>> start Excerpt provided

While this architecture successfully served LLaMA 3 training requirements, the evolution toward more sophisticated generative AI models demanded significantly greater GPU scale, driving the development of the 100K+ cluster architecture.
### 100K+ Multi-Building Cluster
The transition from single-building to multi-building architecture represents one of the most significant evolutionary steps in Meta's AI infrastructure development. The 100K+ cluster comprises a Type 1 region with five buildings, each containing four data halls, totaling 20 data halls across the entire region. Following the CRAM approach, two AI zones are deployed per data hall, with buildings 2-5 fully populated with eight AI zones each, while building 1 contains six AI zones and one data hall dedicated to supporting services including storage servers for dataset feeding.
This architecture achieves 38 AI zones totaling over 100,000 GPUs, making it one of the largest AI clusters globally. The regional network connectivity is established through full mesh connections of ATSWs with the same index across all five buildings, creating 76 distinct orthogonal planes. Each ATSW uses 144 uplinks distributed evenly across the other four ATSWs in its plane, with 36 links to each, utilizing outside plant (OSP) fiber infrastructure spanning physical distances of up to 3 kilometers between GPU pairs.

>> end Excerpt provided

(Tasks for this exercise)
(1) Print the passage of the Meta cluster excerpt that starts at "While this architecture" and ends after "100K+ cluster architecture.", copying it word for word.
(2) Extend the Meta cluster excerpt by writing what comes after its final sentence.
The material that follows has no connection to the Meta cluster excerpt.

>> start Raw data

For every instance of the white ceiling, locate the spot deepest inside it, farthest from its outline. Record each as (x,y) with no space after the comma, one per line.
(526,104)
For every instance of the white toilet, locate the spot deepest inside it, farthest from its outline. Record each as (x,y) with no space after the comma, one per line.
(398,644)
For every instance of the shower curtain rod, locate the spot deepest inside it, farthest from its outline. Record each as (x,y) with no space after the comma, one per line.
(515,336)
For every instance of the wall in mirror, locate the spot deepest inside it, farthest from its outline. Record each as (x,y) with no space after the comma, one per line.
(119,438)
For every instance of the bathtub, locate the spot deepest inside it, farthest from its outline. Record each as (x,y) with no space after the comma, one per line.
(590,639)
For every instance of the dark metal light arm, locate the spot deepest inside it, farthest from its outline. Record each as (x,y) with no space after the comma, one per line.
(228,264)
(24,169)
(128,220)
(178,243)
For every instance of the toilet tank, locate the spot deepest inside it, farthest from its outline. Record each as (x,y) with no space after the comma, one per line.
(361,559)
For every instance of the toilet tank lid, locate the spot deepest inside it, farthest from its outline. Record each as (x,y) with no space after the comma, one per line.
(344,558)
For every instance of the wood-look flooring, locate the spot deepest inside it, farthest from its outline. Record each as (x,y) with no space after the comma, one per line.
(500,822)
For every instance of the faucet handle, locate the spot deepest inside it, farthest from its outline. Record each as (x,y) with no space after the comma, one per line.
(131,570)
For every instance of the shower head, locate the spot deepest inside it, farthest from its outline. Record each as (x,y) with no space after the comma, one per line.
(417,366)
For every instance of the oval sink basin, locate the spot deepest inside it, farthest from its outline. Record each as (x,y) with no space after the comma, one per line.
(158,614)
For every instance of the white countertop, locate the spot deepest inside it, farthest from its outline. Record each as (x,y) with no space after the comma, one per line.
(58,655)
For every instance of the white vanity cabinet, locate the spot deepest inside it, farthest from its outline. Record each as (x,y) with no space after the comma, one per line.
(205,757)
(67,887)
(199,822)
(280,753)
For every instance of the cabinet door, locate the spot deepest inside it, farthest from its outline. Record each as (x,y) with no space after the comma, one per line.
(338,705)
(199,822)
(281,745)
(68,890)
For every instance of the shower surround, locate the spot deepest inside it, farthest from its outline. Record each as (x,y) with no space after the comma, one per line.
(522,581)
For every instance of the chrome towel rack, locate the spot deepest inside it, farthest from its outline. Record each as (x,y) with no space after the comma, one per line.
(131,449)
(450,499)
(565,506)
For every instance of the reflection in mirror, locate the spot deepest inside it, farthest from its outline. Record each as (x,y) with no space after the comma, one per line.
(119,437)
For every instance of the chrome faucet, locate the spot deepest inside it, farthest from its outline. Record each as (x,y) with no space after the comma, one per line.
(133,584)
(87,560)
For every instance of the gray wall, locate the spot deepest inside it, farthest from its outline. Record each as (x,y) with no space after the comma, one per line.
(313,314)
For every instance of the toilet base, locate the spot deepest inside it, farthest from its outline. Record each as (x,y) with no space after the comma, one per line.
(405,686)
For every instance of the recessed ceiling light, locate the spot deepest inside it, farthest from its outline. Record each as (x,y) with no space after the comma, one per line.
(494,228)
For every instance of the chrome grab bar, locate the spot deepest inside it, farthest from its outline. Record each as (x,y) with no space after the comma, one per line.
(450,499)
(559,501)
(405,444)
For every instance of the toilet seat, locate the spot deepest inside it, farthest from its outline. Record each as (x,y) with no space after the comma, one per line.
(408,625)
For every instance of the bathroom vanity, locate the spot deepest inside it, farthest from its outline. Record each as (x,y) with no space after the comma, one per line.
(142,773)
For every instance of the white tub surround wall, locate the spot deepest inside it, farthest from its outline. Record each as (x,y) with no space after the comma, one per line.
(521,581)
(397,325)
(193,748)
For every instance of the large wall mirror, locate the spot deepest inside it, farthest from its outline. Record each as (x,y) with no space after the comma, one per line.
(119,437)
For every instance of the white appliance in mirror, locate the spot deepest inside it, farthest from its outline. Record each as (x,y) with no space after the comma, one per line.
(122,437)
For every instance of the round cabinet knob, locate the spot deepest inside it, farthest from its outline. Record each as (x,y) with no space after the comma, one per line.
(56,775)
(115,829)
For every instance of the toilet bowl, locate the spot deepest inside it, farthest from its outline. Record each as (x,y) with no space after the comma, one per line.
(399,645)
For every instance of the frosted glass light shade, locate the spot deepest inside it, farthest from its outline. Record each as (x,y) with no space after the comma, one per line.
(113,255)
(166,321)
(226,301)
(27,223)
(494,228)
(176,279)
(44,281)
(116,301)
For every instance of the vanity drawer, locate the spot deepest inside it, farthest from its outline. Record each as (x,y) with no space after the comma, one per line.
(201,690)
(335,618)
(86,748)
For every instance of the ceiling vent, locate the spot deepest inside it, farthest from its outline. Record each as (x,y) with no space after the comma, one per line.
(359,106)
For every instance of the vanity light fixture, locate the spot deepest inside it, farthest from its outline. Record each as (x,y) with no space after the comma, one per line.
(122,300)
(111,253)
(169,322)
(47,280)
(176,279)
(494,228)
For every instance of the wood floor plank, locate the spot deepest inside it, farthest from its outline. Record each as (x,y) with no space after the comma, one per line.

>> end Raw data

(Responses in order)
(1)
While this architecture successfully served LLaMA 3 training requirements, the evolution toward more sophisticated generative AI models demanded significantly greater GPU scale, driving the development of the 100K+ cluster architecture.

(2)
## Production Workload Implementation
### LLaMA 4 Training Deployment
The 100K+ cluster was successfully utilized for training and delivering LLaMA 4, demonstrating the practical application of this infrastructure for production large language model development. Training initially began with 32,000 GPUs operating simultaneously before scaling to approximately 100,000 GPUs in the same workload - representing one of the largest synchronized AI training operations ever attempted.
To optimize performance for such massive workloads, Meta implemented two key strategies: optimization of communication libraries for cross-building traffic and deployment of various parallelism techniques resilient to the latency profile within the large network. This approach highlights critical LLMOps considerations around communication efficiency and distributed training strategies necessary for successful large-scale model development.
## Operational Challenges and Solutions
### Proactive Challenge Mitigation
Recognizing the complexity of operating at this scale, Meta took proactive measures to address anticipated challenges before they impacted production workloads. The primary concerns centered around network congestion management, given the scale increase and bursty nature of AI traffic patterns, which would increase bandwidth demands across all network layers.
The reliance on Priority Flow Control (PFC) for maintaining lossless network environments introduced potential head-of-line blocking scenarios. To prevent large queue buildups that could result in significant tail latencies and model performance degradation, Meta deployed deep buffer switches on CTSWs capable of absorbing congestion without triggering PFC mechanisms. Additionally, RTSW thresholds were aggressively tuned to minimize PFC propagation throughout the network.
### Distance and Latency Challenges
The multi-building architecture spanning 3 kilometers introduced unavoidable propagation delays that could impact model training performance. While physical distance constraints couldn't be eliminated, Meta worked with vendors to develop low-latency specialized settings on spine switches, specifically targeted toward their use case requirements.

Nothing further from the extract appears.